_To be done_:
#1 Please return the passage from the post on Altman's view of privacy word for word, starting at "4. Privacy is" and ending at "interactions between them.".
#2 According to the post on Altman's view of privacy, why is it hard to use the privacy mechanisms he describes in the online world? Answer in one to three sentences.

_Selected excerpt_:
■ ■ ■ ■ ■

Archive for March 13th, 2010
This week I took the initiative to start reading a book that is not a textbook and is written by Irwin Altman, a social psychologist in the 70s. The book is called “The Environment and Social Behavior: Privacy, Personal Space, Territory, Crowding”.
In the first chapters of the book, Altman focuses on privacy. Below are some of the main points that he makes:
1. Privacy is an interpersonal boundary-control process, which paces and regulates interaction with others.
2. Privacy can be divided into desired and achieved privacy. Desired privacy refers to the ideal level of interaction with others; how much interaction we desire at a specific moment. Achieved privacy refers to the actual degree of contact that we achieve with others. If achieved privacy is less or more than the desired one a state of imbalance exists; otherwise if the two are equal to one another then an optimum state of privacy exists.
3. As a result of the above one may realise that privacy is an optimising process; the optimum state of privacy is the ideal.
4. Privacy is also a dialectic process. As Altman states “privacy is an interplay of opposing forces – that is, different balances of opening and closing the self to others.” In other words, desired privacy is something relative; sometimes we want to be in the company of others, but other times we want to be left alone.
5. Privacy is an input and output process. Regulating privacy takes place by looking at what comes in and what goes out while interacting with others.
6. Privacy may refer to a variety of social units (individuals, groups of people, families, nations etc.) and their interactions between them.
7. Finally, it is a dynamic process. Privacy boundaries may change over time and in order to analyse privacy it needs to be under continuous observation.
Later on, the author refers to the mechanisms that people use, in order to implement desired levels of privacy. These mechanisms include verbal behaviour (e.g. “keep out!”), nonverbal use of the body, environmental behaviours (e.g. personal space, territory, clothing for approachability) and culturally defined norms and practices (different cultures may have different customs to regulate between public and private).
I would like to point out that things have changed significantly since the ’70s the time when this book was written. The evolution of technology and the birth of the Web have provoked new privacy concerns, which are much more complex than the ones that existed in the ’70s. Apart from our lives our offline, our lives continue online; in the online world the situation regarding privacy is very different than in the offline world. Online there is no physical contact between people and anyone can gain access over someone else’s information. As a result, making use of the above mentioned mechanisms is rather difficult. Apart from that, private information can be available online and stored indefinitely and can be accessed by people at any moment, so none of these mechanisms can be applied in this case.

■ ■ ■ ■ ■

_Data segment_:
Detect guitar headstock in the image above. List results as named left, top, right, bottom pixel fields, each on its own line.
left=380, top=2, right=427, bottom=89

■ ■ ■ ■ ■

_Task-by-task outputs_:
#1
4. Privacy is also a dialectic process. As Altman states “privacy is an interplay of opposing forces – that is, different balances of opening and closing the self to others.” In other words, desired privacy is something relative; sometimes we want to be in the company of others, but other times we want to be left alone.
5. Privacy is an input and output process. Regulating privacy takes place by looking at what comes in and what goes out while interacting with others.
6. Privacy may refer to a variety of social units (individuals, groups of people, families, nations etc.) and their interactions between them.

#2 Online there is no physical contact between people, and anyone can gain access to someone else's information, so the mechanisms are rather difficult to use. Private information can also be stored online indefinitely and accessed at any moment, so none of the mechanisms can be applied in that case.